Exercise aim:
Rewrite every entry below so that each "pixel pair" reads "coordinate pair", and leave all else untouched.

[begin Given records]

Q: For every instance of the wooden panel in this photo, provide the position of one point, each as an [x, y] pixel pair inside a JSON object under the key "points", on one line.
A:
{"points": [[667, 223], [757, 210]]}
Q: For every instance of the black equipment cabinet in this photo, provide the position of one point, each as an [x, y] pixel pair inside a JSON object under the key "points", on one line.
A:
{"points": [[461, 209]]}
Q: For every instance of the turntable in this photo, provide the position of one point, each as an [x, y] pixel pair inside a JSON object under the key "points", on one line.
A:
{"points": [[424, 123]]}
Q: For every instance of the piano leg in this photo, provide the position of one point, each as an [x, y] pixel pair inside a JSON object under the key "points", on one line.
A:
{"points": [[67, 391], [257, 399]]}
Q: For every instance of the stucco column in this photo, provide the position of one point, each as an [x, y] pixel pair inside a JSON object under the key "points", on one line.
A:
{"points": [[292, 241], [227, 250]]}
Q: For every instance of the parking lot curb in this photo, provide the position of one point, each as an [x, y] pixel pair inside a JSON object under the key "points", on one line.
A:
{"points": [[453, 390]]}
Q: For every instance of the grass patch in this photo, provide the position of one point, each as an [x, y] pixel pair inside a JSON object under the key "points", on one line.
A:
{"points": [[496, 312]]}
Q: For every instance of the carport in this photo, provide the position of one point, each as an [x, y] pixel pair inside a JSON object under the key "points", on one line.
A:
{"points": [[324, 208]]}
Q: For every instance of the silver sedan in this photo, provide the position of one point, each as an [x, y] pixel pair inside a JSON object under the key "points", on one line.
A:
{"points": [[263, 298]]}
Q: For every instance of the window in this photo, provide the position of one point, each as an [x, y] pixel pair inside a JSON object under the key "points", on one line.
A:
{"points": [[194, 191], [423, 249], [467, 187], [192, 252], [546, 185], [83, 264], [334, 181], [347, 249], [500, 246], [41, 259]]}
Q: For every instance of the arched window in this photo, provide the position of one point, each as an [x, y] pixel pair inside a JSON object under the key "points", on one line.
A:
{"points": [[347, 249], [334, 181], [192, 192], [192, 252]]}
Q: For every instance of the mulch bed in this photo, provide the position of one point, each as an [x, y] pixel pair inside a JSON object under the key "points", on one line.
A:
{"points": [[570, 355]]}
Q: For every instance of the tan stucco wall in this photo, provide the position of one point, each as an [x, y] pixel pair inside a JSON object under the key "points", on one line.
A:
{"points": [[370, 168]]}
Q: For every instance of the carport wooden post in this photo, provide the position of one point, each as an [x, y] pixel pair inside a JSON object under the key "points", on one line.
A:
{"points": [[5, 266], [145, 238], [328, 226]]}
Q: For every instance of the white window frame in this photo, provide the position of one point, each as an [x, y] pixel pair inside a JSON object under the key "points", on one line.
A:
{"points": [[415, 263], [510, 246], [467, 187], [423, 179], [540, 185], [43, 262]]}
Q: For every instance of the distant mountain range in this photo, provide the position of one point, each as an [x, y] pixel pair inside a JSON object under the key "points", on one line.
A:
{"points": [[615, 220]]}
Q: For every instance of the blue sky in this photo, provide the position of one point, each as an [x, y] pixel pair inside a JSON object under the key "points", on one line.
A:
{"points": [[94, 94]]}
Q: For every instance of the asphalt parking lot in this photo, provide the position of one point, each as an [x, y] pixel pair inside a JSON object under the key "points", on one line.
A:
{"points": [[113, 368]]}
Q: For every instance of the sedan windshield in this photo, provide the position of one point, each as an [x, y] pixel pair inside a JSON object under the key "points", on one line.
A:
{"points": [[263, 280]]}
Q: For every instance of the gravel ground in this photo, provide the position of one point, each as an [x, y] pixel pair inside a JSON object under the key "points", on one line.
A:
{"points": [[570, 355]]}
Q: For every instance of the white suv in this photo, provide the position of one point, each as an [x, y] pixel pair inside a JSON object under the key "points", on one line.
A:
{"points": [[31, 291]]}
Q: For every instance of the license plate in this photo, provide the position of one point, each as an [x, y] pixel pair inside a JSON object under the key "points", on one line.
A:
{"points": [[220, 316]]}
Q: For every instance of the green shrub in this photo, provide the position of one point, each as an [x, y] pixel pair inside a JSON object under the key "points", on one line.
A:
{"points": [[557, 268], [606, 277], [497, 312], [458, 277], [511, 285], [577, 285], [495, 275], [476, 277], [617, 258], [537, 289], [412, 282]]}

[end Given records]

Result of this task:
Q: For every instance of the wooden panel in this photo, provide the position of one point, each as an [x, y] coordinate pair inside a JSON object under the key "points", on one line.
A:
{"points": [[667, 223], [757, 210]]}
Q: For every instance of the black equipment cabinet in this photo, provide the position of one point, each as an [x, y] coordinate pair inside a JSON object under the key "points", on one line.
A:
{"points": [[461, 209]]}
Q: For every instance of the turntable in this photo, provide the position of one point, each as an [x, y] coordinate pair inside a JSON object under the key "points", on one line.
A:
{"points": [[424, 123]]}
Q: For every instance of the piano leg in this photo, provide the position of one point, each as an [x, y] coordinate pair inside a JSON object under the key "points", on one line.
A:
{"points": [[67, 391], [257, 399]]}
Q: For every instance of the stucco column in this photo, provide the position of one point, each as an [x, y] coordinate pair inside a JSON object under the key "points", on one line.
A:
{"points": [[292, 241], [227, 250]]}
Q: For every instance of the parking lot curb in this photo, provide the position of one point, each as an [x, y] coordinate pair inside a JSON object under the key "points", on one line.
A:
{"points": [[453, 390]]}
Q: For every instance of the grass patch in this photo, provide the position of one point, each as an [x, y] coordinate pair inside a JSON object under the key "points", on one line.
A:
{"points": [[496, 312]]}
Q: For every instance of the carport in this photo, provide the position of one point, each as an [x, y] coordinate pair inside a JSON object under the key "points", on one line.
A:
{"points": [[324, 208]]}
Q: For every instance of the silver sedan in this photo, provide the position of one point, each as an [x, y] coordinate pair inside a JSON object under the key "points", on one line.
A:
{"points": [[263, 298]]}
Q: For every instance of the window in this photo, provide the position of one point, each as an [x, y] coordinate pair inside a JSON object under the key "points", on one line.
A:
{"points": [[194, 191], [423, 249], [467, 187], [192, 252], [546, 185], [83, 264], [334, 181], [347, 249], [500, 246], [41, 259]]}
Q: For every instance of the arched window in this photo, provide the position of one point, each as an [x, y] coordinate pair inside a JSON object under the key "points", on one line.
A:
{"points": [[347, 249], [334, 181], [192, 192], [192, 252]]}
Q: For every instance of the mulch bed in this photo, provide the position of one point, each as an [x, y] coordinate pair inside a JSON object under the key "points", on one line.
A:
{"points": [[570, 355]]}
Q: For every instance of the tan stucco wall in this photo, provide the position of one point, each as an [x, y] coordinate pair inside a JSON object under the key "points", on one line.
A:
{"points": [[370, 168]]}
Q: For every instance of the carport wooden post in this photo, provide the position of one point, each as an [x, y] coordinate pair inside a JSON object under the key "points", on one line.
A:
{"points": [[5, 266], [145, 238], [328, 226]]}
Q: For every instance of the white window frame in this photo, provide the position of one point, each as an [x, y] coordinate pair inside a JSON object under the key "points", on one line.
A:
{"points": [[415, 263], [510, 246], [467, 187], [423, 179], [540, 185], [43, 262]]}
Q: For every instance of the distant mountain range in this photo, provide the position of one point, each as an [x, y] coordinate pair inside a JSON object under the key "points", on one line.
A:
{"points": [[615, 220]]}
Q: For every instance of the blue sky in this photo, provide the position of one point, each as an [x, y] coordinate pair inside a JSON object under the key "points", on one line.
A:
{"points": [[94, 94]]}
Q: For every instance of the asphalt parking lot in this photo, provide the position of one point, each as an [x, y] coordinate pair inside a JSON object under the key "points", on one line.
A:
{"points": [[113, 368]]}
Q: For every instance of the sedan windshield in this photo, provide the position of one point, each as an [x, y] coordinate pair inside a JSON object under the key "points", on one line.
A:
{"points": [[263, 280]]}
Q: For every instance of the gravel ground in this photo, provide the position of one point, each as an [x, y] coordinate pair inside a JSON object under the key "points", on one line.
A:
{"points": [[570, 355]]}
Q: For every instance of the white suv in this photo, provide the position of one point, each as an [x, y] coordinate pair inside a JSON object under the key "points", on one line.
A:
{"points": [[31, 291]]}
Q: For every instance of the license plate in this photo, provide the position of one point, each as an [x, y] coordinate pair inside a JSON object under the key "points", on one line.
A:
{"points": [[220, 316]]}
Q: For every instance of the green shrub in this photo, provide the position of one point, each as an [x, y] coordinate pair inside a JSON object under the key "points", on one line.
A:
{"points": [[557, 268], [606, 277], [497, 312], [458, 277], [511, 285], [577, 285], [495, 275], [476, 277], [617, 258], [537, 289], [412, 282]]}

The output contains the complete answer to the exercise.